▸ TASKS TO COMPLETE
1) In the leadership institute column, rewrite the passage from "I first heard" to "organizations and businesses.", replacing "opening retreat" with "first session".
2) According to the leadership institute column, in what year did the Nevada County Community Leadership Institute begin?
3) List every sponsor of the institute named in the leadership institute column.

*** SELECTED EXTRACT ***

Going to school on Nevada County
We started nine months ago making paper airplanes, and we finished on Friday by sitting in a circle, bouncing a soccer ball back and forth and describing how the Nevada County Community Leadership Institute has changed our lives.
In between, these 21 people – some newcomers, others whose families go back 150 years in the county – met key community leaders, soaked up details about land use and economic development, danced in circles like Twyla Tharp, toured institutions as diverse as a creative charter school and a cell block full of felons, polished leadership skills, and had more laughs than you could count.
The institute, sponsored by Sierra College, the Grass Valley/Nevada County Chamber of Commerce, the United Way, and the Nevada County Business Association, began in 1996 with the goal of helping leaders or future leaders in all walks of life learn about where we live, discover who our neighbors are, and understand the issues besetting the community.
No more than 25 applicants are selected each year, and they have to promise to attend an initial two-day retreat in September and then one Friday a month through June. The cost ($650, paid either by the applicants or their employer) is cheap at twice the price, and includes great lunches, too.
I first heard about NCCLI soon after arriving here in 2002, when I was asked to sit on a panel representing Nevada County media at the opening retreat for the last class. The names were a blur to me at that time, but I realized later that they included a county supervisor and a future supervisor candidate, a Grass Valley councilman, the Nevada City city manager, and leaders of nonprofit organizations and businesses.
I realized that if I hoped to acquire the depth of knowledge necessary to be the editor of this county’s daily newspaper, I had to jump into this program the next time it rolled around.
Who was in the Leadership Institute’s class of 2004? An eclectic bunch providing a wide range of perspectives: a fire chief, a banker, an attorney/yoga teacher, a civil engineer, heads of key county departments, an accountant, a policewoman, and many people heading businesses, nonprofits and professional organizations.
We ranged in age from the 20s to the early 60s. Some of us knew where we were going; others were in transition from one stage of their lives to another.
Despite that diversity, however, members of the group unfalteringly threw themselves into each problem-solving exercise or imaginative warmup drill concocted by our facilitator, nanny, and cheerleader, Yvonne Bartlett. (Yvonne, who is a community activist herself, is a leadership consultant.)
The group came to an early agreement about some rules, including treating all views with respect, turning off the cell phones, and keeping in the room everything that was said. I thought those promises would be hard to keep, but they weren’t. From the first day to the last, people felt free to talk about sometimes uncomfortable personal issues with the confidence that they were among friends.
The institute also would not be such a success without the scores of volunteers – many of them alumni of NCCLI – who gave hours or even days to share their expertise. There were few pivotal leaders in this community who were not involved – too many to mention, but not only are they greatly appreciated, they have inspired the latest class to do the same in coming years.
In short, I can’t think of a better investment of 10 days for anyone who believes that Nevada County is only as strong as its leaders. If you’d like to know more about how to apply for the institute’s next class, call 274-5301.
A hornet’s nest was stirred up Friday by a letter to the editor from Steve Enos, a member of the Grass Valley City Council and, incidentally, a graduate NCCLI’s class of 2003.

*** PROVIDED DATA ***

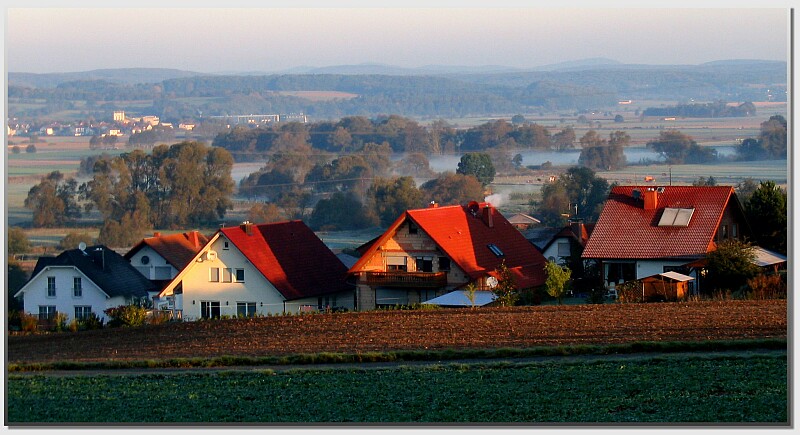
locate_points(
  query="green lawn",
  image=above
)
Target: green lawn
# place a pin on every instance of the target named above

***

▸ YOUR RESPONSES
1)
I first heard about NCCLI soon after arriving here in 2002, when I was asked to sit on a panel representing Nevada County media at the first session for the last class. The names were a blur to me at that time, but I realized later that they included a county supervisor and a future supervisor candidate, a Grass Valley councilman, the Nevada City city manager, and leaders of nonprofit organizations and businesses.

2) 1996

3)
Sierra College
the Grass Valley/Nevada County Chamber of Commerce
the United Way
the Nevada County Business Association